___ Extract

# Tower trax 7/27



## mudking1199 (Dec 28, 2012)

I'm gone to be gone to tower trax and was wanting to know if any one was gone that weekend it's looking for some one to ride with


----------



## mudking1199 (Dec 28, 2012)

Any one


----------



## triston (Aug 31, 2009)

I might go


----------



## 2010Bruterider (Jun 20, 2010)

I've only been once myself. I'd like to make another ride down there. Let me see how busy I am at work the week prior, maybe I can join in. I'll check with my son n law too. Maybe he will be off work too. 
Do you know your way around the park?


----------



## Bruteforce10 (Jun 25, 2010)

Just follow the blue trail


----------



## mudking1199 (Dec 28, 2012)

Just been there a few times I know a lil bit about it


----------



## mater750 (May 8, 2012)

Im looking to do some riding that weekend myself but every time I go there its dusty as holy hell lol

Fatboyz Customz Crew


----------



## mudking1199 (Dec 28, 2012)

Lol yeah I know but work all this rain I'm hopping its not


----------



## mater750 (May 8, 2012)

Lol yea it would have to be a hurricane or have a few heavy thunderstorms to be sure theres no dust around. Haven't been there in awhile so if I went id prob get lost lol

Fatboyz Customz Crew


----------



## mudking1199 (Dec 28, 2012)

Lol yeah I'm hopping it rain Friday if I get lost I ride till I someone and ask them how to get back lol


----------



## todbnla (Jun 12, 2012)

Should be muddy as hell with all this rain this area has been getting...


----------



## mudking1199 (Dec 28, 2012)

That's what I'm hopping on


----------

______
___ Dataset records

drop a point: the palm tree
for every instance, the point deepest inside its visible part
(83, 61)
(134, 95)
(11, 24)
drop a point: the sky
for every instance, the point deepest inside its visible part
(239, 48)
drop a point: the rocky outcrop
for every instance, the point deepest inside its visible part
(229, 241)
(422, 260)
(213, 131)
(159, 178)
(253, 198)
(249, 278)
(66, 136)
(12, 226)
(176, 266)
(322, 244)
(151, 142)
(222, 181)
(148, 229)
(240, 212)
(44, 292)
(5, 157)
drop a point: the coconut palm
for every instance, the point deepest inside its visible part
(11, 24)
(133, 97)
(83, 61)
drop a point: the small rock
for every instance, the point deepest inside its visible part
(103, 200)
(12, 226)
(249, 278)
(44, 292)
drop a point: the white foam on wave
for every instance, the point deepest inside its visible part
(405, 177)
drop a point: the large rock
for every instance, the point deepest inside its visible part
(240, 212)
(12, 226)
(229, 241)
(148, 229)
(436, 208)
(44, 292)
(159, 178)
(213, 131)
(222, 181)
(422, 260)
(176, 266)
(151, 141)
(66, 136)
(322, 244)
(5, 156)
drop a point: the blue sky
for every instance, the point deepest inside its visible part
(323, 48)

______

Objective = In the forum thread about Tower Trax, which trail does Bruteforce10 say to follow? The listing comes from a separate source unrelated to the forum thread.

Correct answer = The blue trail.